*** RECORDS Section Begins ***
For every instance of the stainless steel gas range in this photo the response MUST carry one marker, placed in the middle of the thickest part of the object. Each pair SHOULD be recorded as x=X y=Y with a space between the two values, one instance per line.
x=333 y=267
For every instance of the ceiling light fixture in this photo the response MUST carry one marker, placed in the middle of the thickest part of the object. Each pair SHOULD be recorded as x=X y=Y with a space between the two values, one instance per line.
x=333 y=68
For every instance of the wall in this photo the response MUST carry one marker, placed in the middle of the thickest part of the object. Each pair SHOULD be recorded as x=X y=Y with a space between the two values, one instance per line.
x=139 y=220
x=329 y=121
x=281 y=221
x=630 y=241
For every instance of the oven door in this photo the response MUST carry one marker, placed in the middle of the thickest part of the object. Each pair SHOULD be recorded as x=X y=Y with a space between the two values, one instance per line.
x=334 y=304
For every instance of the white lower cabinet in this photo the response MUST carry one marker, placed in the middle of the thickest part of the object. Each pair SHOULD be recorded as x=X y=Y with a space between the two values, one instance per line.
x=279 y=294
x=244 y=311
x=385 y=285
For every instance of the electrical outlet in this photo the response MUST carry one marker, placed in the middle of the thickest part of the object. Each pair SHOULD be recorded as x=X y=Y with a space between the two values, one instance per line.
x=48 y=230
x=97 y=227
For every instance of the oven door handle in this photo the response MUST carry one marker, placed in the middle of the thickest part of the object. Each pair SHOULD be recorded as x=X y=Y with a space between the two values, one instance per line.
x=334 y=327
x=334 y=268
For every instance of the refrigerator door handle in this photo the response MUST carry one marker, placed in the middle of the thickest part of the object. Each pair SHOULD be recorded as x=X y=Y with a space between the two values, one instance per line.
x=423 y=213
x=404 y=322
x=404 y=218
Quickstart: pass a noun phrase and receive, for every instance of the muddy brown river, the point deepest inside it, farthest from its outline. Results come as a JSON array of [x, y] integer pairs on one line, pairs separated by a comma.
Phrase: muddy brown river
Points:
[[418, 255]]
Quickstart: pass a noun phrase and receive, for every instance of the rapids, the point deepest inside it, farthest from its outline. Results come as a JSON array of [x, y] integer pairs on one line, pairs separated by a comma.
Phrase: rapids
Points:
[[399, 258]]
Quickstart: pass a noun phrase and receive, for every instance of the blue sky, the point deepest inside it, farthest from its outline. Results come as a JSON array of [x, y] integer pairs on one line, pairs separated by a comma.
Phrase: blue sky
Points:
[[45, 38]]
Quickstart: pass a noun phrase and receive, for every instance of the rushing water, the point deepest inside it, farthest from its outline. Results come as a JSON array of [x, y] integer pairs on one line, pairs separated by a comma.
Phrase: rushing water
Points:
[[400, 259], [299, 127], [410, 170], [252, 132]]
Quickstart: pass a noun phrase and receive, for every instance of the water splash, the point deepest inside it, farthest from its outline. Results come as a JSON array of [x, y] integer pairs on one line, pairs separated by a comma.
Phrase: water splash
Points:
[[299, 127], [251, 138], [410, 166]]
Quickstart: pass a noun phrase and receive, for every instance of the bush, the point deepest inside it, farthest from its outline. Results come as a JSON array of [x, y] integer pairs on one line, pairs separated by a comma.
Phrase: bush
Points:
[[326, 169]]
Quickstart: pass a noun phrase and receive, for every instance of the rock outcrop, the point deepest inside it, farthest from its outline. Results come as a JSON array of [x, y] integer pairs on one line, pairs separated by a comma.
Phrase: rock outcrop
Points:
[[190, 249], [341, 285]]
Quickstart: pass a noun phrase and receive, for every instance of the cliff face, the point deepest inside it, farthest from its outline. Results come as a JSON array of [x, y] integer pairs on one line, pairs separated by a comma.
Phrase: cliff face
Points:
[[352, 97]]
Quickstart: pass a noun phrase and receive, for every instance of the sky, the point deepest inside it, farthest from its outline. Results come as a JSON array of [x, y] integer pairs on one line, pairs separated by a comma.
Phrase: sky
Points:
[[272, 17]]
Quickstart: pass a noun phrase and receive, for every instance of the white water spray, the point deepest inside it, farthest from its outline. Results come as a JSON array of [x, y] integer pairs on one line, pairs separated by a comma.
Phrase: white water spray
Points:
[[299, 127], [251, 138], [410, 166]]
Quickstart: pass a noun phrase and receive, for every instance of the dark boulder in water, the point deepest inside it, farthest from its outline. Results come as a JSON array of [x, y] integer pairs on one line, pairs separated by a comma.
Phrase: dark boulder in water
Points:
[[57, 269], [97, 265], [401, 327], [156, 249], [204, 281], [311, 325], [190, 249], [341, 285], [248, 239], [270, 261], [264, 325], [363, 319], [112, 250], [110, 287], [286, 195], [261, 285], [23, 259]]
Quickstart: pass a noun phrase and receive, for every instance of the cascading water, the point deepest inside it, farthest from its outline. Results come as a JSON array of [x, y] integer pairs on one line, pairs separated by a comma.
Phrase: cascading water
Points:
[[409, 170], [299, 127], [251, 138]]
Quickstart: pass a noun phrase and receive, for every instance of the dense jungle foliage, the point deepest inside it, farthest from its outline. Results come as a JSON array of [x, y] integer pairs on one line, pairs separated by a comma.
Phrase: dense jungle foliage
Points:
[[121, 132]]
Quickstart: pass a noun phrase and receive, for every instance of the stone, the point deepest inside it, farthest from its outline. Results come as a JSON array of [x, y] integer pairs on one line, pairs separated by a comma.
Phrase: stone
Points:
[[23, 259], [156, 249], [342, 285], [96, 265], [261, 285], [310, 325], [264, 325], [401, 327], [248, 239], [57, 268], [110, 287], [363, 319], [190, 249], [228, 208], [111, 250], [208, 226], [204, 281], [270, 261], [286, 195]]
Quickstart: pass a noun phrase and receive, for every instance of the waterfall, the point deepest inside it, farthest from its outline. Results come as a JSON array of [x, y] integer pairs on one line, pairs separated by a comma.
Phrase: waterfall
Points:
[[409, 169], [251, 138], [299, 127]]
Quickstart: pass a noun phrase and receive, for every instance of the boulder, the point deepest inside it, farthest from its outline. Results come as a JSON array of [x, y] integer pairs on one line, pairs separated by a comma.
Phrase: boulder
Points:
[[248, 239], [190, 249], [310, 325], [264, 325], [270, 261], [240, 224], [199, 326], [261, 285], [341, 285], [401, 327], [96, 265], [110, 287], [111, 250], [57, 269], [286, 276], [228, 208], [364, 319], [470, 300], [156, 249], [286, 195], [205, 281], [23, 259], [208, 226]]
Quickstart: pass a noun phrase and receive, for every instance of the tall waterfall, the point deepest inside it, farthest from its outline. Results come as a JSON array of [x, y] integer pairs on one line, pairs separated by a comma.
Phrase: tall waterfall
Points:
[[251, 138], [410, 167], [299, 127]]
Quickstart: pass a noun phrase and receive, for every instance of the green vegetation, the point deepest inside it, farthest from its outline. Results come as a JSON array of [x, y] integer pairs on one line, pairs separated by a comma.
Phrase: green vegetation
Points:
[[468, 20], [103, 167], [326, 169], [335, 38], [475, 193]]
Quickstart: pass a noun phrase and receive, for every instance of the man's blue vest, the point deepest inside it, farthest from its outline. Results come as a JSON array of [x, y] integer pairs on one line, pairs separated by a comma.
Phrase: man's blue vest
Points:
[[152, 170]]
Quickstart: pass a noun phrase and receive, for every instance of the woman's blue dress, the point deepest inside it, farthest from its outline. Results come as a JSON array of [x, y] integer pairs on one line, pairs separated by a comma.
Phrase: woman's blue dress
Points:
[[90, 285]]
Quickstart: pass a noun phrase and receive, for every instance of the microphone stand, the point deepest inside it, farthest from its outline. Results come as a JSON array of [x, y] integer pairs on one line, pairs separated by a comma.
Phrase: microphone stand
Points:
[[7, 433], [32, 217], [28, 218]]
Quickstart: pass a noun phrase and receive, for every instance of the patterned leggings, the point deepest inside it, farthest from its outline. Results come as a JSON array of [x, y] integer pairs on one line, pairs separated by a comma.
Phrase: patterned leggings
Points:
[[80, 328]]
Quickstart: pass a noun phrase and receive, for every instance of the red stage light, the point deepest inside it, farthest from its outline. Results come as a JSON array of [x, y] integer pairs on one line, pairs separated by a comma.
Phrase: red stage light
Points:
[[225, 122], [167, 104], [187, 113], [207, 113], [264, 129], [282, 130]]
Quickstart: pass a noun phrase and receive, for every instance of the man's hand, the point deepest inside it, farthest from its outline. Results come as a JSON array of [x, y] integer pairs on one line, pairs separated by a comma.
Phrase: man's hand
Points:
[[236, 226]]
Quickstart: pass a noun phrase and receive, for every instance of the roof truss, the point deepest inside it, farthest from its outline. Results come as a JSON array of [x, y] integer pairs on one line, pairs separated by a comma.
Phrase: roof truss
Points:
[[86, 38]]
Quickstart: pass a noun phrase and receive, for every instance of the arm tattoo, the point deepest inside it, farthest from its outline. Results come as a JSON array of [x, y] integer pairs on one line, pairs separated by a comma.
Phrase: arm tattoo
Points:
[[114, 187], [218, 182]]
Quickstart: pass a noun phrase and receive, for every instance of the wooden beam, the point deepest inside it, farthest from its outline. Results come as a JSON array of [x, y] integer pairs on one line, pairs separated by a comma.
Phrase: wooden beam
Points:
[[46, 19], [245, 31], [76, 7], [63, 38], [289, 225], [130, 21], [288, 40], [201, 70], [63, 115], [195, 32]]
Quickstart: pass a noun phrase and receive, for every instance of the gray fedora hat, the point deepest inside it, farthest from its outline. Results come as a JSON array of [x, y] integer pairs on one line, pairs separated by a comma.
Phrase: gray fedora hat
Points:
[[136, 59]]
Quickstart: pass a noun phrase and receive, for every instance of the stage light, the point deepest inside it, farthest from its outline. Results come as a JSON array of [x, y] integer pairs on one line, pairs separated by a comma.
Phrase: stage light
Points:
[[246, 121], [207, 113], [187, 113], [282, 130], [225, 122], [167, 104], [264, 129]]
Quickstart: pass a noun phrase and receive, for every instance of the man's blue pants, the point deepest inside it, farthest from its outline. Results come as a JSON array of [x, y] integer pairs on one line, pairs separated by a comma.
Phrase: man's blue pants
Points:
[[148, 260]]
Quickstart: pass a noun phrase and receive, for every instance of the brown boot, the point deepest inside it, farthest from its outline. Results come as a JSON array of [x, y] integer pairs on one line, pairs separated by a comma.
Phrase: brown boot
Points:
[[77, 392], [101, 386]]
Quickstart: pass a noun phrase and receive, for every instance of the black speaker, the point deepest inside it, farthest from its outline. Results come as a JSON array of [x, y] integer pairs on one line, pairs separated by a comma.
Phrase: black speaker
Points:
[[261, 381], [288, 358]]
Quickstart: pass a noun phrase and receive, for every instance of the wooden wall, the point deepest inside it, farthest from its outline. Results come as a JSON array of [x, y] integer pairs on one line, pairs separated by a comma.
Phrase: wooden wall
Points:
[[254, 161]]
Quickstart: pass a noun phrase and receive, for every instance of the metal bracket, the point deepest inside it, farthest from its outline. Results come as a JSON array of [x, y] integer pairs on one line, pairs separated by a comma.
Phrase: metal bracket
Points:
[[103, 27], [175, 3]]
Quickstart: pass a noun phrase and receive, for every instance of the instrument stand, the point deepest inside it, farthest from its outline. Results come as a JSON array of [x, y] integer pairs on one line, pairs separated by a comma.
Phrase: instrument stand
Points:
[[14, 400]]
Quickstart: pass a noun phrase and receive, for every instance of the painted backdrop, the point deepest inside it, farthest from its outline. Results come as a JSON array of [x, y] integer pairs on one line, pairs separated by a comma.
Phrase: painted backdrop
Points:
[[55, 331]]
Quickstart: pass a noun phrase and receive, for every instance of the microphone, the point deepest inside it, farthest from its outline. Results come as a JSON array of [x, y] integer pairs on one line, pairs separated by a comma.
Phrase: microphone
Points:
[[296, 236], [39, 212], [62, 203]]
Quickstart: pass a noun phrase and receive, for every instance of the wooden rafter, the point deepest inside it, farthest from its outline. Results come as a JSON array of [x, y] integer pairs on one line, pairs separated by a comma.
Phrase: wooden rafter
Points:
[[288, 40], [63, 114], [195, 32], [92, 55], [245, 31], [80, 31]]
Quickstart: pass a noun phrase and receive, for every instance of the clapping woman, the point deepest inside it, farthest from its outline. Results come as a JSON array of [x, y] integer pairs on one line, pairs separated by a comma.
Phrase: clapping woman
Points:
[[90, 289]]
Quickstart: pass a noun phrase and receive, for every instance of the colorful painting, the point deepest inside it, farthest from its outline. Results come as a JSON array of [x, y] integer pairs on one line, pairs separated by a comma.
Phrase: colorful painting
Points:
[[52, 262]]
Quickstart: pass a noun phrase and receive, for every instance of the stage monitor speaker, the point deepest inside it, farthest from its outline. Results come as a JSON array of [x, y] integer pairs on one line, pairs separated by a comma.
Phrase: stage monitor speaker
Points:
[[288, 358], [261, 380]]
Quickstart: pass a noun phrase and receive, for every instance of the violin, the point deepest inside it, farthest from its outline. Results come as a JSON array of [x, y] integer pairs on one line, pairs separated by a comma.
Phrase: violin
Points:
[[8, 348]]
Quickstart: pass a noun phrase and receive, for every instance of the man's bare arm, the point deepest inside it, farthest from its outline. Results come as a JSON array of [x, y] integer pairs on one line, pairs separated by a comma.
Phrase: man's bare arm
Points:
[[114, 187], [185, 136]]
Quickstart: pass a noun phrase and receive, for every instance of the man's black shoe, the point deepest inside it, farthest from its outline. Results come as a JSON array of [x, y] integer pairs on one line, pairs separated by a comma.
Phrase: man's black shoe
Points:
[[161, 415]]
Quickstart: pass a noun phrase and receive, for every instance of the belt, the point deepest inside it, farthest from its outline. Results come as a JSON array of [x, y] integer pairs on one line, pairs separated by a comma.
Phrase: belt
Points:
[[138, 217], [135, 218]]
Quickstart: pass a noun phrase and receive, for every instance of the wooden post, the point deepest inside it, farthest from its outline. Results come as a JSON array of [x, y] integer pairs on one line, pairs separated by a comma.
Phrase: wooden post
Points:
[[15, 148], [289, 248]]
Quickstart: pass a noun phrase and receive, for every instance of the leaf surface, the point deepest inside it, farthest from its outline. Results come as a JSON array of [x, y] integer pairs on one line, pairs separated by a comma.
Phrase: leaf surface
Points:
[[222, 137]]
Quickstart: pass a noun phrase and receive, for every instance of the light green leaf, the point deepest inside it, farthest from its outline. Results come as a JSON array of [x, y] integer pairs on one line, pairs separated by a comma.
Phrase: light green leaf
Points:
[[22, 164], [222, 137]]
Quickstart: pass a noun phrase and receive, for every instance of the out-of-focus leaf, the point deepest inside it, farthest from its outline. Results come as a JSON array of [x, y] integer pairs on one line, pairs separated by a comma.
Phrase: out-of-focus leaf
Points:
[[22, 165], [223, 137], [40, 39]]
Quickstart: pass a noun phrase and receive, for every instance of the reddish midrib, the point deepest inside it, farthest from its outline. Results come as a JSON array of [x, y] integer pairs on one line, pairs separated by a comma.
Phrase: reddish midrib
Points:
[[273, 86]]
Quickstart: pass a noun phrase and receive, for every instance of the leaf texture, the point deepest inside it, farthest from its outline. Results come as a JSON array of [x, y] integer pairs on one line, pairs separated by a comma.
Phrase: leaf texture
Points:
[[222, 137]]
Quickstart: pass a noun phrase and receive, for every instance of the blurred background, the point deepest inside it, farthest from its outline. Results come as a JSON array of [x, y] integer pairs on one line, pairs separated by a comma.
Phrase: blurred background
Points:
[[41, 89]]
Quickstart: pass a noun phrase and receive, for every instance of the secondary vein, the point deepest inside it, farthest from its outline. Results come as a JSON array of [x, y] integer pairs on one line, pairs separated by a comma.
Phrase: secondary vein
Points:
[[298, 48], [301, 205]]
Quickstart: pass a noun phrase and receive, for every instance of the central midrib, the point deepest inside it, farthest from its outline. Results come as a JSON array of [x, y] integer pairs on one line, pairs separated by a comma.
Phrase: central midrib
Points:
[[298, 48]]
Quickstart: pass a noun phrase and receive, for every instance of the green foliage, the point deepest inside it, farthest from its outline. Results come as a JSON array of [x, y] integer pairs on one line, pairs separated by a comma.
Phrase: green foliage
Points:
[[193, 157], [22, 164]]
*** RECORDS Section Ends ***
DESCRIPTION OF THE TASK: Give back, exactly as written, the stretch from the line with "of the tall" through the line with "Phrase: green vegetation", and no other lines from the records above.

TASK RESPONSE:
Quickstart: pass a noun phrase and receive, for every instance of the tall waterfall, the point deepest inside it, farthest from its outline. Results come as a JSON array of [x, y] integer pairs on one line, pairs separated by a comma.
Phrase: tall waterfall
Points:
[[251, 138], [410, 167], [299, 127]]
Quickstart: pass a noun phrase and receive, for every instance of the green vegetation, the point deepest inside it, farthest from its outline. Results come as a JSON array of [x, y] integer pairs on one line, pairs separated by a comma.
Phrase: green vegetation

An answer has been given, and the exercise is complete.